* [Goal]: Put the records from the line containing "bbox: wooden curio cabinet" through the line containing "(260, 227), (273, 255)" into a two-column CSV with the headers request and answer, one row per record. Each field goes in quotes, with line breaks replaced by spaces.

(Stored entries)

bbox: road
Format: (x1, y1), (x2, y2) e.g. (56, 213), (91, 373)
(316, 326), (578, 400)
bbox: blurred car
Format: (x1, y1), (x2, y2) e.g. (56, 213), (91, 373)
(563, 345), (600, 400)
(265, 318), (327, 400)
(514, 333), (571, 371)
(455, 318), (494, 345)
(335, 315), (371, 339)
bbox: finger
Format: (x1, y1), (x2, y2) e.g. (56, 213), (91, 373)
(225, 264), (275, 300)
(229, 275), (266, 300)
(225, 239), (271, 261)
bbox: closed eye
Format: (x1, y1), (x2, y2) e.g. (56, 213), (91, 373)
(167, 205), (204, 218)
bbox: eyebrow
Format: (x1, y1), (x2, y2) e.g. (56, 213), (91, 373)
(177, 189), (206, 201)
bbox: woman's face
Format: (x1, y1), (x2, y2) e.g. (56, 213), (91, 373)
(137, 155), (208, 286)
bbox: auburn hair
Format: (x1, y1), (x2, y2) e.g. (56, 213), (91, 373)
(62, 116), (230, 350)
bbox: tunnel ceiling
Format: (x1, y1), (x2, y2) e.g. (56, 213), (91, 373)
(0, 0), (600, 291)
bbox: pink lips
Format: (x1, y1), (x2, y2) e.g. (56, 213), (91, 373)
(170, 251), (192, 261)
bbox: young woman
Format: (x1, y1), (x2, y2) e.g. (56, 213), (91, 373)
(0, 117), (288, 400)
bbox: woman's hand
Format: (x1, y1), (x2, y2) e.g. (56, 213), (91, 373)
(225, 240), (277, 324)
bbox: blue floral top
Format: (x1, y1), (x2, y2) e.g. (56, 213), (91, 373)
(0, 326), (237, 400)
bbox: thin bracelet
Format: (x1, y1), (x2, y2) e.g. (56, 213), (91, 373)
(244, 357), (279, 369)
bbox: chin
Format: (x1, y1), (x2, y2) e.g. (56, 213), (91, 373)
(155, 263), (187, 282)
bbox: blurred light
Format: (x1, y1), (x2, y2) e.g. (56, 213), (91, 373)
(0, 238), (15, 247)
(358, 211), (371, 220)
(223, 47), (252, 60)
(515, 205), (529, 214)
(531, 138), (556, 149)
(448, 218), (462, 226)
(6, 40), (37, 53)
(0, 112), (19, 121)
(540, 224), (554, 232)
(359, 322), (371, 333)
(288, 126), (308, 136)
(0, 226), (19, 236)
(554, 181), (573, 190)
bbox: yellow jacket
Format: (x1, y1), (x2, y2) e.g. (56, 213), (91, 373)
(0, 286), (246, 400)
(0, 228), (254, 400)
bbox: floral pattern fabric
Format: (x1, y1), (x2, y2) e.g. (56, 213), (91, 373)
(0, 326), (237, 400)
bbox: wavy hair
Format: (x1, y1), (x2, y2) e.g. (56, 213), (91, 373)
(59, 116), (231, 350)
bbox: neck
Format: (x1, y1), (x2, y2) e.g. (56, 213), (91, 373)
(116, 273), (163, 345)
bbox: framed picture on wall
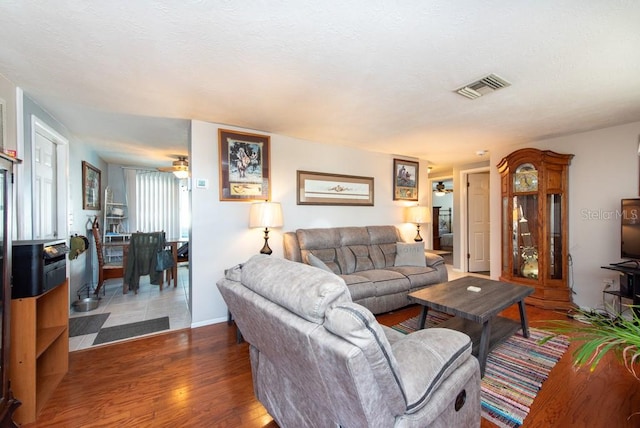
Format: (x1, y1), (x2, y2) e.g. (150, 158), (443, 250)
(393, 159), (419, 201)
(218, 129), (271, 201)
(82, 161), (101, 211)
(297, 171), (374, 206)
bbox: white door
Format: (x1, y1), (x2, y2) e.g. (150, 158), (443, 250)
(467, 172), (490, 272)
(33, 128), (58, 239)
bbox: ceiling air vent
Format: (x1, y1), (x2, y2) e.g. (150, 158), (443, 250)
(456, 74), (511, 100)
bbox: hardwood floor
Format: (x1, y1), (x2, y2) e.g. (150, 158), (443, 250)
(18, 306), (640, 428)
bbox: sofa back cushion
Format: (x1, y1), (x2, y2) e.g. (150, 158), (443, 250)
(241, 254), (351, 324)
(296, 226), (401, 275)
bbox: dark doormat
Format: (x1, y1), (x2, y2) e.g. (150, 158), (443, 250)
(69, 312), (109, 337)
(93, 317), (169, 345)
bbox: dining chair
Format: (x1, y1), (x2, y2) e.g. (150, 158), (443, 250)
(124, 232), (171, 294)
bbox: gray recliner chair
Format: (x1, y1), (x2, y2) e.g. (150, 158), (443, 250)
(217, 255), (480, 428)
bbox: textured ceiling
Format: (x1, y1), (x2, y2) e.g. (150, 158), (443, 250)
(0, 0), (640, 166)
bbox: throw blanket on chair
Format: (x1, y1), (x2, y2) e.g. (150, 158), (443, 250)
(124, 232), (165, 293)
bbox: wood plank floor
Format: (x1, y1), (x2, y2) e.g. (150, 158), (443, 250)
(24, 306), (640, 428)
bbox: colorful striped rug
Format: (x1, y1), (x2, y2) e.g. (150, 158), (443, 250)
(393, 311), (569, 427)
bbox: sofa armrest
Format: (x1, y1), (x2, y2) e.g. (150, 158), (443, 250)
(391, 328), (472, 413)
(424, 252), (444, 267)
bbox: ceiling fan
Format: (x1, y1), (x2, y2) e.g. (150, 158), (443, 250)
(158, 156), (189, 178)
(433, 181), (453, 196)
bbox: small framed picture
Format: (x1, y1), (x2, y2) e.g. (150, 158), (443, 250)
(82, 161), (101, 211)
(393, 159), (419, 201)
(218, 129), (271, 201)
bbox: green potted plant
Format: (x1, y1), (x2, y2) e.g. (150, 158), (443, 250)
(541, 306), (640, 380)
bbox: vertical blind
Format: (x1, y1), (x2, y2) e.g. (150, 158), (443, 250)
(125, 170), (180, 239)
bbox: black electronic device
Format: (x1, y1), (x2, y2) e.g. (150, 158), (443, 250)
(11, 240), (69, 299)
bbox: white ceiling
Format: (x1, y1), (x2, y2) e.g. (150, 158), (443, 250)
(0, 0), (640, 166)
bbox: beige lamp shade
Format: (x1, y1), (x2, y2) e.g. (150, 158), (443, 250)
(404, 206), (431, 224)
(249, 202), (282, 228)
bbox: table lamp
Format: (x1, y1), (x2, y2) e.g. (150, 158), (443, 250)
(405, 205), (431, 242)
(249, 201), (282, 254)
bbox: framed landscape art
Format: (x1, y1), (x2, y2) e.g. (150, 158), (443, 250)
(218, 129), (271, 201)
(297, 171), (374, 206)
(393, 159), (419, 201)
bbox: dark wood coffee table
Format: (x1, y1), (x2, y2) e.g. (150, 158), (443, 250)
(409, 276), (534, 376)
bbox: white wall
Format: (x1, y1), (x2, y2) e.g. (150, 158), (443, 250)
(0, 74), (18, 150)
(491, 122), (640, 308)
(190, 121), (430, 326)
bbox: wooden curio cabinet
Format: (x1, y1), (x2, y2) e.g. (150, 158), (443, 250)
(498, 149), (573, 309)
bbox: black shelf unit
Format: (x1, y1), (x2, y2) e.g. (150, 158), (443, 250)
(601, 261), (640, 315)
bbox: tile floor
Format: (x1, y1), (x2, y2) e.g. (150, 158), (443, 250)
(69, 265), (191, 351)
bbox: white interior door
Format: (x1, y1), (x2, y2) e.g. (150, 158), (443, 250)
(33, 129), (58, 239)
(467, 172), (490, 272)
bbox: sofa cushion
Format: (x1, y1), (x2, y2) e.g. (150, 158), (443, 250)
(340, 275), (373, 301)
(241, 254), (351, 324)
(353, 269), (411, 300)
(387, 266), (438, 290)
(307, 253), (333, 273)
(391, 328), (472, 413)
(324, 303), (406, 408)
(394, 242), (427, 267)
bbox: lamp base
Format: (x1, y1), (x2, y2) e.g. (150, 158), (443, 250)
(413, 224), (422, 242)
(260, 227), (273, 255)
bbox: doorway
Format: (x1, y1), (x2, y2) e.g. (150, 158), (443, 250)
(431, 177), (456, 265)
(467, 172), (491, 275)
(30, 116), (69, 239)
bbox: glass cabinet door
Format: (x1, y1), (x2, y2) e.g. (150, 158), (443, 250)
(511, 195), (539, 279)
(547, 193), (564, 279)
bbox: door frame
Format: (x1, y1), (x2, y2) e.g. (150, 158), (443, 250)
(453, 166), (491, 272)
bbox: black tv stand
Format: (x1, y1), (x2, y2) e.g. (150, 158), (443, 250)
(610, 260), (640, 269)
(601, 260), (640, 315)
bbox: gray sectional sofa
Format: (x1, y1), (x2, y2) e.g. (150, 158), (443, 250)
(217, 255), (480, 428)
(284, 226), (447, 314)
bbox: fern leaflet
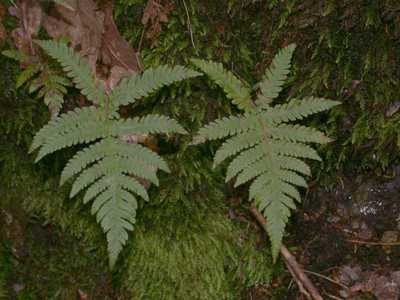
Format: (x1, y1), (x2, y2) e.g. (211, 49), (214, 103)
(193, 45), (339, 259)
(30, 41), (199, 267)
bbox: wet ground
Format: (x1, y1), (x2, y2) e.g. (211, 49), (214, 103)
(287, 173), (400, 300)
(0, 173), (400, 300)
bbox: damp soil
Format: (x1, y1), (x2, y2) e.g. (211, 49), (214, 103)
(0, 171), (400, 300)
(286, 174), (400, 300)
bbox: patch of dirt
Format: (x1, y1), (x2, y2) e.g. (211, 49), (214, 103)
(286, 173), (400, 300)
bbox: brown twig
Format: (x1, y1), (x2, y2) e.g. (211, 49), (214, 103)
(346, 240), (400, 246)
(250, 206), (323, 300)
(304, 270), (349, 290)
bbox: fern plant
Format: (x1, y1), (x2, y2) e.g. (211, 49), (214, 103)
(192, 44), (339, 260)
(2, 50), (71, 117)
(30, 41), (199, 267)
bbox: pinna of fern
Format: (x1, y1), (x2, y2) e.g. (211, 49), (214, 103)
(30, 41), (199, 267)
(192, 44), (339, 260)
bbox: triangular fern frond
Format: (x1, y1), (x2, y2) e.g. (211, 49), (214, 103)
(110, 66), (200, 109)
(30, 41), (191, 267)
(37, 40), (105, 105)
(269, 124), (331, 144)
(194, 45), (339, 259)
(256, 44), (296, 106)
(112, 115), (187, 135)
(191, 59), (252, 110)
(263, 97), (339, 123)
(195, 116), (259, 143)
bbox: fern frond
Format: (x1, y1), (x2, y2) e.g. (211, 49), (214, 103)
(269, 124), (331, 144)
(15, 64), (40, 89)
(191, 59), (252, 110)
(112, 115), (187, 135)
(30, 41), (191, 267)
(194, 115), (259, 144)
(194, 45), (339, 260)
(263, 97), (340, 123)
(256, 44), (296, 105)
(225, 145), (264, 182)
(110, 66), (200, 109)
(44, 91), (64, 117)
(60, 138), (169, 184)
(37, 40), (105, 104)
(70, 156), (158, 197)
(214, 131), (261, 167)
(270, 140), (321, 161)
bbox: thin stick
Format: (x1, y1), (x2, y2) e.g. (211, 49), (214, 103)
(304, 270), (349, 290)
(346, 240), (400, 246)
(183, 0), (199, 55)
(250, 206), (323, 300)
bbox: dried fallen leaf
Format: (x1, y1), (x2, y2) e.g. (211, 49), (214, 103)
(78, 289), (89, 300)
(142, 0), (175, 46)
(0, 4), (7, 42)
(9, 0), (43, 55)
(101, 4), (142, 89)
(43, 0), (104, 71)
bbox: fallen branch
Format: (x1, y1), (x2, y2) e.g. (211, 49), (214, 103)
(250, 206), (323, 300)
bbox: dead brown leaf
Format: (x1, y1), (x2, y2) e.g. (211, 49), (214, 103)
(9, 0), (43, 55)
(142, 0), (175, 46)
(101, 4), (142, 89)
(0, 4), (7, 42)
(43, 0), (104, 71)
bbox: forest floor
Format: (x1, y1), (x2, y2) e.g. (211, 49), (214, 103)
(0, 170), (400, 300)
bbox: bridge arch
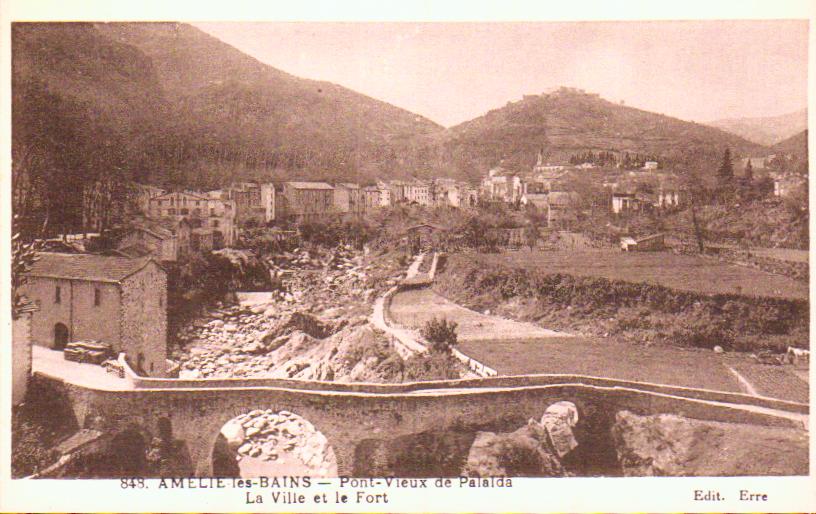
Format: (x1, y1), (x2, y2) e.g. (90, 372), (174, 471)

* [Complete output]:
request,answer
"bbox: wooden curio cabinet Format: (x1, y1), (x2, y2) e.g. (150, 158), (443, 250)","(498, 149), (573, 309)"
"bbox: black shelf unit Format: (x1, y1), (x2, y2) e.g. (150, 158), (443, 250)","(601, 261), (640, 315)"
"bbox: tile floor Format: (x1, y1), (x2, y2) e.g. (150, 158), (443, 250)","(69, 265), (191, 351)"
"bbox: white interior door Format: (x1, y1), (x2, y2) e.g. (150, 158), (443, 250)","(33, 129), (58, 239) (467, 172), (490, 272)"
"bbox: sofa cushion Format: (x1, y1), (x2, y2) e.g. (150, 158), (443, 250)","(340, 275), (373, 301) (241, 254), (351, 324) (353, 269), (411, 300) (387, 266), (438, 290) (307, 253), (333, 273) (391, 328), (472, 413) (324, 303), (406, 408) (394, 242), (427, 267)"
"bbox: lamp base Format: (x1, y1), (x2, y2) e.g. (150, 158), (443, 250)","(413, 224), (422, 242) (260, 227), (273, 255)"